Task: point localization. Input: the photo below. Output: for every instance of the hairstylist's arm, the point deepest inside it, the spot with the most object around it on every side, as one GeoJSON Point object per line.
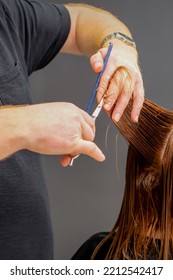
{"type": "Point", "coordinates": [52, 128]}
{"type": "Point", "coordinates": [122, 78]}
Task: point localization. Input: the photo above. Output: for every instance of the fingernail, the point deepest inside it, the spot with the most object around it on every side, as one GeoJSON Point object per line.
{"type": "Point", "coordinates": [117, 117]}
{"type": "Point", "coordinates": [136, 118]}
{"type": "Point", "coordinates": [107, 106]}
{"type": "Point", "coordinates": [103, 158]}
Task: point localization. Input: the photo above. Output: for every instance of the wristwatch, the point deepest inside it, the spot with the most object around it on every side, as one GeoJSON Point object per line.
{"type": "Point", "coordinates": [120, 36]}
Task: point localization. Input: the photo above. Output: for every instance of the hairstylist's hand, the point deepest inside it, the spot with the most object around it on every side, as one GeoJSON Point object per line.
{"type": "Point", "coordinates": [121, 79]}
{"type": "Point", "coordinates": [60, 129]}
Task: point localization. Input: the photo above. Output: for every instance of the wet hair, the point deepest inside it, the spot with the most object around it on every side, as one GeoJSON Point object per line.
{"type": "Point", "coordinates": [144, 228]}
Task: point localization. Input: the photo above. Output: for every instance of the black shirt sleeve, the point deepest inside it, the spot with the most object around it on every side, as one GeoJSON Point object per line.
{"type": "Point", "coordinates": [42, 29]}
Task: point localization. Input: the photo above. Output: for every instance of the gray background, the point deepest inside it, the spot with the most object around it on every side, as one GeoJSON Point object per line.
{"type": "Point", "coordinates": [86, 198]}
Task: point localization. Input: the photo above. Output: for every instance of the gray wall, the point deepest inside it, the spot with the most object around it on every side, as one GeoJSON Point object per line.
{"type": "Point", "coordinates": [86, 198]}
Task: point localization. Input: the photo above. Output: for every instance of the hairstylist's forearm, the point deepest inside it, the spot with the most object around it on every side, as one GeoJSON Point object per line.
{"type": "Point", "coordinates": [57, 128]}
{"type": "Point", "coordinates": [12, 131]}
{"type": "Point", "coordinates": [89, 26]}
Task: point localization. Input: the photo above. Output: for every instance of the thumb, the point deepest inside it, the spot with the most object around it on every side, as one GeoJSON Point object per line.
{"type": "Point", "coordinates": [96, 62]}
{"type": "Point", "coordinates": [84, 147]}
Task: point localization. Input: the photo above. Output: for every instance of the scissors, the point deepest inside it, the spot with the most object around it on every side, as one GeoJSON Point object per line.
{"type": "Point", "coordinates": [97, 111]}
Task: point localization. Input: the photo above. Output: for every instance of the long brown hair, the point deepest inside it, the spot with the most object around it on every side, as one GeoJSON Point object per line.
{"type": "Point", "coordinates": [144, 228]}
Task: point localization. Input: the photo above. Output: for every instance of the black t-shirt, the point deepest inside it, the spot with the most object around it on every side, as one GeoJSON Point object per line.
{"type": "Point", "coordinates": [31, 34]}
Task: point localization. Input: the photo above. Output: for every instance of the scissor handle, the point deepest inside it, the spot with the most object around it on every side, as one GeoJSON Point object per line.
{"type": "Point", "coordinates": [94, 92]}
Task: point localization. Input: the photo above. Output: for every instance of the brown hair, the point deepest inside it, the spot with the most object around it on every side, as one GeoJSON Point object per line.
{"type": "Point", "coordinates": [144, 228]}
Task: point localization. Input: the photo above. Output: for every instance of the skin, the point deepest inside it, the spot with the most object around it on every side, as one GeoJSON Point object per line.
{"type": "Point", "coordinates": [45, 128]}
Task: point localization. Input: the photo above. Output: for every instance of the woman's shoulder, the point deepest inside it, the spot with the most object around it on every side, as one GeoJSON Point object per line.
{"type": "Point", "coordinates": [87, 248]}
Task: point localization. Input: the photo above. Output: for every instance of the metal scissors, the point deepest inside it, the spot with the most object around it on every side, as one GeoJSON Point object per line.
{"type": "Point", "coordinates": [93, 96]}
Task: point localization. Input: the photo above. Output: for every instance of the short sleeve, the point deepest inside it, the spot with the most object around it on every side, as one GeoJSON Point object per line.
{"type": "Point", "coordinates": [42, 30]}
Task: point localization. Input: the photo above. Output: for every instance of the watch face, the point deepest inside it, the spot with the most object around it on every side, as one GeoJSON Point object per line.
{"type": "Point", "coordinates": [126, 38]}
{"type": "Point", "coordinates": [120, 36]}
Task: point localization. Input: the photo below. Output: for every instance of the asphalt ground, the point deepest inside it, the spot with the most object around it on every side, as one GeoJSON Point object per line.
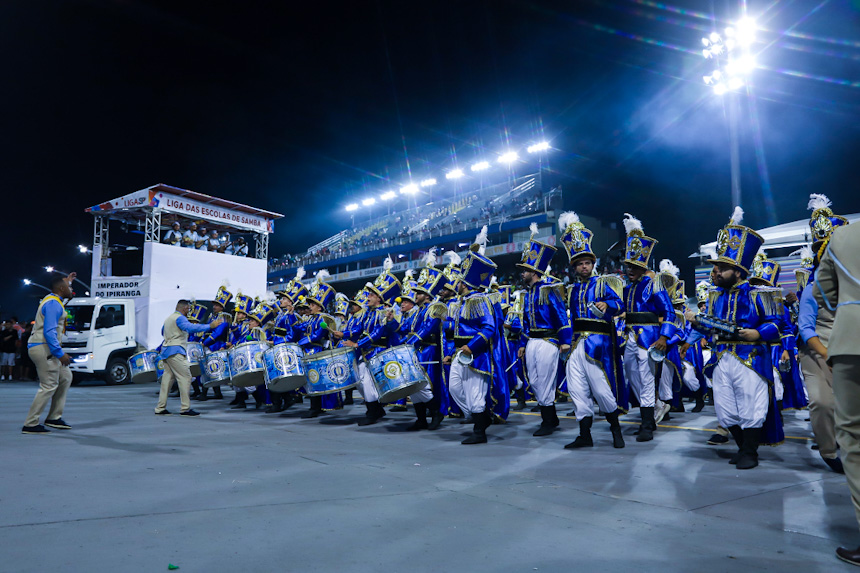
{"type": "Point", "coordinates": [239, 490]}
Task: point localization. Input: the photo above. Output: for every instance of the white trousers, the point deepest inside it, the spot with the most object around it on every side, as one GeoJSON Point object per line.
{"type": "Point", "coordinates": [689, 376]}
{"type": "Point", "coordinates": [639, 372]}
{"type": "Point", "coordinates": [740, 395]}
{"type": "Point", "coordinates": [542, 368]}
{"type": "Point", "coordinates": [366, 385]}
{"type": "Point", "coordinates": [586, 382]}
{"type": "Point", "coordinates": [468, 388]}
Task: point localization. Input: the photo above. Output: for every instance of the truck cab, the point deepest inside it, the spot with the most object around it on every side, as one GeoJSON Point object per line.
{"type": "Point", "coordinates": [100, 337]}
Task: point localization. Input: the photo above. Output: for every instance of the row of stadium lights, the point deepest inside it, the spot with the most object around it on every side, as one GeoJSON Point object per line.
{"type": "Point", "coordinates": [413, 188]}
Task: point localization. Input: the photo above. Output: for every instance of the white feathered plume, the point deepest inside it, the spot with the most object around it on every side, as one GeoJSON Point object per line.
{"type": "Point", "coordinates": [631, 223]}
{"type": "Point", "coordinates": [737, 216]}
{"type": "Point", "coordinates": [567, 219]}
{"type": "Point", "coordinates": [818, 201]}
{"type": "Point", "coordinates": [429, 259]}
{"type": "Point", "coordinates": [667, 266]}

Work to complete: The records above are to be repeated word for word, with the pictures omitted.

Completed task:
Task: point localization. Input: the photo below. Output: for every instance of the hairstylist's arm, the point deepest inside it, the spot with the most object around it on every side, as one GeoJSON Point object per line.
{"type": "Point", "coordinates": [52, 128]}
{"type": "Point", "coordinates": [122, 78]}
Task: point localization. Input: the photo above. Output: for every instance of the fingernail, the point deepest inside it, the spot with the most object around it on every side, as one GeoJSON Point object per line.
{"type": "Point", "coordinates": [117, 117]}
{"type": "Point", "coordinates": [136, 118]}
{"type": "Point", "coordinates": [107, 106]}
{"type": "Point", "coordinates": [103, 158]}
Task: point localization. Input: the photo above. Output: for every instance of the wristwatch, the point deepest inside it, the spot with the most object around it on every side, as one GeoJSON Point object per line.
{"type": "Point", "coordinates": [120, 36]}
Task: point localization. Input: the photo above. Output: for every instance of the hairstylist's hand, the point deepest inside it, the spot with the most object around it on every side, as one GeoJSON Point object per line.
{"type": "Point", "coordinates": [121, 79]}
{"type": "Point", "coordinates": [60, 129]}
Task: point localization. Input: the photo above. Output: for every instance of the wet hair, the point deepest inside it, the spot with the most object around it on every side, as one GeoJSON Point object per line.
{"type": "Point", "coordinates": [144, 228]}
Task: point localization. Input: the photo above. Output: for every instance of the black shirt sleeve, the point deepest inside it, the spot with the most object around it on every side, as one GeoJSON Point object per line.
{"type": "Point", "coordinates": [42, 29]}
Task: point localization. Input: the photo above. Output: for every instance of the gray background, the point deepest inside it, the spot with the most object around it on every side, as one GeoJSON Point object per line.
{"type": "Point", "coordinates": [86, 198]}
Task: point localization. Input: the photo above. Output: for every instance of the gray wall, the point deepest inside it, the spot with the most object around it on every side, as one GeoJSON Point object per line.
{"type": "Point", "coordinates": [86, 198]}
Task: point localization. Input: the photo above. Output: for every instance of the hairstylist's forearm, the point deepest inside it, the spot with the most object around it on every side, as one GeoJSON Point object per line.
{"type": "Point", "coordinates": [57, 128]}
{"type": "Point", "coordinates": [12, 131]}
{"type": "Point", "coordinates": [89, 26]}
Task: point localization. Input: the photo above. Output: for every instance of the thumb, the point deepest inside it, the spot with the most object around it on every side, as one GeoJSON Point object per line.
{"type": "Point", "coordinates": [96, 62]}
{"type": "Point", "coordinates": [84, 147]}
Task: point localization. Input: the photo above. Output: for every instance of the scissors, the point deepest inside it, the spot with the most object around it on every side, as one GeoJSON Point object per line.
{"type": "Point", "coordinates": [97, 111]}
Task: point localization. Input: the photo above. Output: for every instance of the long brown hair, the point deepest inside it, the spot with the most object around it on every side, as one GeoJSON Point object per line.
{"type": "Point", "coordinates": [144, 228]}
Task: point localization. Input: the photo above. Output: for every instance of the black t-shirt, the point deepest inside it, the spot with the most object around it on every side, as one GeoJSON Point object per line.
{"type": "Point", "coordinates": [31, 34]}
Task: point localization. Input: the photo above. Output: for every instance of the scissor handle, the point deepest inside it, the spot with the most object around it on every side, as one GeoJSON Point object per line.
{"type": "Point", "coordinates": [94, 92]}
Task: point localization. Input: the photo above. Output: for every instance of the brown hair, the point deepest inside it, the spot with the most object around it on every side, as one GeoJSON Point object per line.
{"type": "Point", "coordinates": [144, 228]}
Task: point localization. Input: the photo above. Output: for every instance of the skin, the point deepest inside it, the spot with the most object around it on every side, as one GeoJSON Point object per line.
{"type": "Point", "coordinates": [45, 128]}
Task: point localization. Input: the photo above. Output: for every instance of the woman's shoulder, the point deepest inside it, the spot with the most object around it on every side, as one GeoJSON Point object per line.
{"type": "Point", "coordinates": [87, 248]}
Task: point localization. Input: the photo above. Output: for every instance of the metal scissors, the point deepest inside it, the spot with the most object around it on every side, as one GeoJSON Point object per line.
{"type": "Point", "coordinates": [93, 96]}
Task: point localization. Input: the photo above. Output: for every instance of the short sleeve, the point deepest inside it, the spot with the most object around it on every side, as one GeoJSON Point object per line.
{"type": "Point", "coordinates": [42, 30]}
Task: point localization. Input: the photo above. Output: for every instance of the watch face, the point deepest inside it, the spot with the most object around it on every side, as one GeoJSON Point object per line.
{"type": "Point", "coordinates": [126, 38]}
{"type": "Point", "coordinates": [120, 36]}
Task: point localization. Input: the photo below. Output: for every instance of the asphalt ground, the point deepest inside it, the spot with the most object around it on every side, as one GeoJSON Point object per line.
{"type": "Point", "coordinates": [239, 490]}
Task: point localization. Input: the photo above. Output: for every instance of the white trousers, the point deepest inside it, the spot with the most object around it on every side, as one GeoJSON Point object per line.
{"type": "Point", "coordinates": [689, 376]}
{"type": "Point", "coordinates": [639, 372]}
{"type": "Point", "coordinates": [740, 395]}
{"type": "Point", "coordinates": [542, 368]}
{"type": "Point", "coordinates": [366, 385]}
{"type": "Point", "coordinates": [586, 382]}
{"type": "Point", "coordinates": [468, 388]}
Task: point localization. Input: the photo above. Output: for every instance of the truck cab, the point deepest inside it, the spot with the most object around it on every side, as one GeoJSON Point object per line.
{"type": "Point", "coordinates": [100, 337]}
Task: point localization. Input: the photo above. Output: for every instance of the row of stadium lights, the point deepest inside it, the spot with the most object around it on every side, as one GeoJSON Point object per line.
{"type": "Point", "coordinates": [413, 188]}
Task: point localization. Input: the photo above. Output: for every instance of the white feathered plume, the point deepest inside it, the spot with the most object around it on every side, as one GeoJSON Point object per line.
{"type": "Point", "coordinates": [631, 223]}
{"type": "Point", "coordinates": [737, 216]}
{"type": "Point", "coordinates": [567, 219]}
{"type": "Point", "coordinates": [818, 201]}
{"type": "Point", "coordinates": [429, 259]}
{"type": "Point", "coordinates": [667, 266]}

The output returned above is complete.